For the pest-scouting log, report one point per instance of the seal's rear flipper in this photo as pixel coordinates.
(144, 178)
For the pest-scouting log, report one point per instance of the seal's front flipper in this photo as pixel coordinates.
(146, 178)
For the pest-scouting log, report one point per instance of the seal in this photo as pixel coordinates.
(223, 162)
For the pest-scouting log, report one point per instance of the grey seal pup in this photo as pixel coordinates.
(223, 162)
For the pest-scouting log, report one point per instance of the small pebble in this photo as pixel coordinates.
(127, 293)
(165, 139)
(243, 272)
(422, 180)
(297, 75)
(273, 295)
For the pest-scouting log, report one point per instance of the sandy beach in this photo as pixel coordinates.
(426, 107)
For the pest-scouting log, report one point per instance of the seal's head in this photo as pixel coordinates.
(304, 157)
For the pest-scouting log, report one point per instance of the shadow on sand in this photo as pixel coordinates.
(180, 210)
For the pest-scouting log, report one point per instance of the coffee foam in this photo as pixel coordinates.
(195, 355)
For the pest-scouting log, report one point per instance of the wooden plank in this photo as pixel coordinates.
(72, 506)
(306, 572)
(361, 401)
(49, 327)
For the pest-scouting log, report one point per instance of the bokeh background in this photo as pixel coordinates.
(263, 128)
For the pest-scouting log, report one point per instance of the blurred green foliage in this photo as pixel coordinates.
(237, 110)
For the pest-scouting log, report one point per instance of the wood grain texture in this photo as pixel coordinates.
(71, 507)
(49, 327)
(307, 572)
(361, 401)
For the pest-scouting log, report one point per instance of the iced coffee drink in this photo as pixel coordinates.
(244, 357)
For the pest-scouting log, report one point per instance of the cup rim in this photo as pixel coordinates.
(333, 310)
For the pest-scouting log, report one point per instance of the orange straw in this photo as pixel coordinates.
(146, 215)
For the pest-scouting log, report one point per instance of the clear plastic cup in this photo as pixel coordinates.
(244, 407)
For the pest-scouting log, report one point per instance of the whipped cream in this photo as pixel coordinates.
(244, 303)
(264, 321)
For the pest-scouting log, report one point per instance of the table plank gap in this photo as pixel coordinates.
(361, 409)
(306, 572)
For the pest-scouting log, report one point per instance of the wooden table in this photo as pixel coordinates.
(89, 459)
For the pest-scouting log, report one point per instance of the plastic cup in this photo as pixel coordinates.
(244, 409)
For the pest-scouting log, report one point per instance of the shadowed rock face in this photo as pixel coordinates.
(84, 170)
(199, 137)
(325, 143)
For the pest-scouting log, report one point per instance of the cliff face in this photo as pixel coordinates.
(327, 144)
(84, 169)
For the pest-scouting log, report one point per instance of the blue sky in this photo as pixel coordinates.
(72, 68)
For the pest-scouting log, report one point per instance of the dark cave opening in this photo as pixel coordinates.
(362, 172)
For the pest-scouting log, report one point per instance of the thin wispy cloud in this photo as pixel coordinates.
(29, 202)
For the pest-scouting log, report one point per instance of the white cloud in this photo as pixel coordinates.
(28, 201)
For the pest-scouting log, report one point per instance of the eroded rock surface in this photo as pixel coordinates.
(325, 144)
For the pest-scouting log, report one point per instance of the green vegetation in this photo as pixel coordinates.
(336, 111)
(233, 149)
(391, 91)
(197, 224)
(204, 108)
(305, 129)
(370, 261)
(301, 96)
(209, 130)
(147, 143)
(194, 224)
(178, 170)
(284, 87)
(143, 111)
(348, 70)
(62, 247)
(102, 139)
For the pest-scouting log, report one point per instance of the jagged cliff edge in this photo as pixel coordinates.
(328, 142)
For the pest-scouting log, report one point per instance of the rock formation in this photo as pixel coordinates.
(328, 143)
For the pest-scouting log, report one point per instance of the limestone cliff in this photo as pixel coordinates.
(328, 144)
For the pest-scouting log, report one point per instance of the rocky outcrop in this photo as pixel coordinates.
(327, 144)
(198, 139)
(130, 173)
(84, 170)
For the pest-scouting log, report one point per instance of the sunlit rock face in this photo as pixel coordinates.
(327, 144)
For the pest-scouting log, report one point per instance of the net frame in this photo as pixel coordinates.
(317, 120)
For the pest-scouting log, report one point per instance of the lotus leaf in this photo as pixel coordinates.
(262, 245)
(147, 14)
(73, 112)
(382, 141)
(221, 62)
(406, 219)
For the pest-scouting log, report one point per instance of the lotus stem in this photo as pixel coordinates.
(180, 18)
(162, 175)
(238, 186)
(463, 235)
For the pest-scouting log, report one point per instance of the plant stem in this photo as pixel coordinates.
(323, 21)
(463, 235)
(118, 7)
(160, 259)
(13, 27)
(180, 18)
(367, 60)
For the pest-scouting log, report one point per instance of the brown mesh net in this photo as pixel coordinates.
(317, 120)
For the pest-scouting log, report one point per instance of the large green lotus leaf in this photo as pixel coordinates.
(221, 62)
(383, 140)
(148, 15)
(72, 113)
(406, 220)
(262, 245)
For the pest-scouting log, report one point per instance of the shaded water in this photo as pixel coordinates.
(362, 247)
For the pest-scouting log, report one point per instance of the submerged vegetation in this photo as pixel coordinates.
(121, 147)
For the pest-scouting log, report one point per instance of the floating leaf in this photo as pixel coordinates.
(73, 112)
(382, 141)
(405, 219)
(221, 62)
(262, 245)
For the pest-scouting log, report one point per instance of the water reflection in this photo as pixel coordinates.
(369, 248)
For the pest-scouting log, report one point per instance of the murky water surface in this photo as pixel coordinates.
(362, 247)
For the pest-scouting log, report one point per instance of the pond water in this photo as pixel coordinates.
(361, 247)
◇ ◇ ◇ ◇ ◇ ◇ ◇
### Instructions for the task
Using the data above, output each line exactly.

### Task output
For the pest-scouting log, report one point per instance of the seal's rear flipper in this photo as pixel coordinates.
(144, 178)
For the pest-scouting log, report one point per instance of the seal's front flipper in this photo as pixel coordinates.
(146, 178)
For the pest-scouting log, report one point per instance of the seal in this photo as pixel coordinates.
(223, 162)
For the pest-scouting log, report one point per instance of the grey seal pup in this photo as pixel coordinates.
(223, 162)
For the pest-scouting log, report one point per instance of the small pebble in this photo as pixel coordinates.
(127, 293)
(165, 139)
(243, 272)
(422, 180)
(297, 75)
(273, 295)
For the pest-scouting log, report one point per instance of the sandy beach in this photo as pixel coordinates.
(426, 107)
For the pest-scouting log, report one point per instance of the seal's head in this photo as pixel coordinates.
(304, 157)
For the pest-scouting log, report one point per instance of the shadow on sand in this photo as pixel coordinates.
(180, 210)
For the pest-scouting log, report one point per instance of the coffee foam in this photo as pixel coordinates.
(195, 355)
For the pest-scouting log, report one point per instance of the wooden plank in this photo as pixel coordinates.
(72, 506)
(306, 572)
(361, 401)
(49, 327)
For the pest-scouting log, report one point per instance of the bokeh background in this photo as pixel coordinates.
(263, 128)
For the pest-scouting log, report one point per instance of the blurred green foliage in this photo as pixel coordinates.
(237, 110)
For the pest-scouting log, report one point per instance of the wood grain texture in this photo as pixel coordinates.
(71, 507)
(49, 327)
(307, 572)
(361, 401)
For the pest-scouting log, report one point per instance of the iced coffee drink in this photo as pixel coordinates.
(244, 357)
For the pest-scouting log, report one point per instance of the cup rim in this photo as pixel coordinates.
(333, 310)
For the pest-scouting log, report one point per instance of the orange straw in this photo as pixel coordinates.
(146, 215)
For the pest-scouting log, report one point per instance of the clear plastic cup in this photo as pixel coordinates.
(244, 407)
For the pest-scouting log, report one point per instance of the whipped cream in this photo as pixel coordinates.
(244, 303)
(264, 321)
For the pest-scouting log, report one point per instance of the table plank gap in this photo as pixel coordinates.
(361, 409)
(306, 572)
For the pest-scouting log, report one point per instance of the wooden table in this photo as pixel coordinates.
(89, 459)
For the pest-scouting log, report one point per instance of the plastic cup in this photo as pixel coordinates.
(244, 409)
For the pest-scouting log, report one point per instance of the shadowed rock face in this photo as pixel coordinates.
(84, 170)
(199, 137)
(325, 143)
For the pest-scouting log, report one point per instance of the cliff face in this photo as pixel coordinates.
(327, 144)
(84, 169)
For the pest-scouting log, report one point per instance of the blue sky in this photo as pixel coordinates.
(72, 68)
For the pest-scouting log, report one point per instance of the dark cave opening in this photo as pixel coordinates.
(362, 172)
For the pest-scouting log, report one point per instance of the thin wispy cloud in this photo as pixel coordinates.
(29, 202)
For the pest-scouting log, report one point per instance of the white cloud in this photo as pixel coordinates.
(28, 201)
For the pest-scouting log, report one point per instance of the eroded rock surface in this photo as pixel coordinates.
(325, 144)
For the pest-scouting log, report one point per instance of the green vegetation in this photo as pixel coordinates.
(336, 111)
(233, 149)
(391, 91)
(197, 224)
(204, 108)
(305, 129)
(370, 261)
(301, 96)
(209, 130)
(147, 143)
(194, 224)
(178, 170)
(284, 87)
(143, 111)
(348, 70)
(62, 247)
(102, 139)
For the pest-scouting log, report one point per instance of the jagged cliff edge in this photo as pixel coordinates.
(328, 142)
For the pest-scouting log, report one point per instance of the rock formation in this photo as pixel coordinates.
(328, 143)
For the pest-scouting log, report one point per instance of the limestone cliff in this photo as pixel coordinates.
(328, 144)
For the pest-scouting log, report one point per instance of the rocky outcrop in this photo as pixel coordinates.
(327, 144)
(198, 139)
(130, 173)
(84, 170)
For the pest-scouting log, report one point per instance of the sunlit rock face in this photo as pixel coordinates.
(327, 144)
For the pest-scouting log, report one point per instance of the net frame in this photo as pixel coordinates.
(317, 120)
For the pest-scouting log, report one point per instance of the lotus leaf in this photo as pixel coordinates.
(262, 245)
(147, 14)
(73, 112)
(382, 141)
(221, 62)
(406, 219)
For the pest-scouting log, report one point per instance of the lotus stem in this photo as pixel coordinates.
(180, 18)
(162, 175)
(238, 186)
(463, 235)
For the pest-scouting log, report one point per instance of the plant stem in this photo as pixel coordinates.
(323, 21)
(463, 235)
(118, 7)
(160, 259)
(13, 27)
(180, 18)
(367, 60)
For the pest-scouting log, report one point per instance of the brown mesh net in this photo as pixel coordinates.
(317, 120)
For the pest-scouting log, report one point per instance of the large green lotus leaf in this photo as pixel coordinates.
(221, 62)
(383, 140)
(148, 15)
(72, 113)
(406, 220)
(262, 245)
For the pest-scouting log, report one point per instance of the shaded water in this photo as pixel coordinates.
(362, 247)
For the pest-scouting log, report one point per instance of the submerged vegetation in this photo as pixel coordinates.
(121, 147)
For the pest-scouting log, report one point per instance of the floating leaf in this photo as pixel coordinates.
(73, 112)
(382, 141)
(405, 219)
(221, 62)
(262, 245)
For the pest-scouting log, report one point per instance of the water reflection in this photo as pixel coordinates.
(369, 248)
For the pest-scouting log, report one point per instance of the murky water surface in this photo as pixel coordinates.
(362, 247)
For the pest-scouting log, report one point per instance of the pond water in this photo as pixel coordinates.
(361, 247)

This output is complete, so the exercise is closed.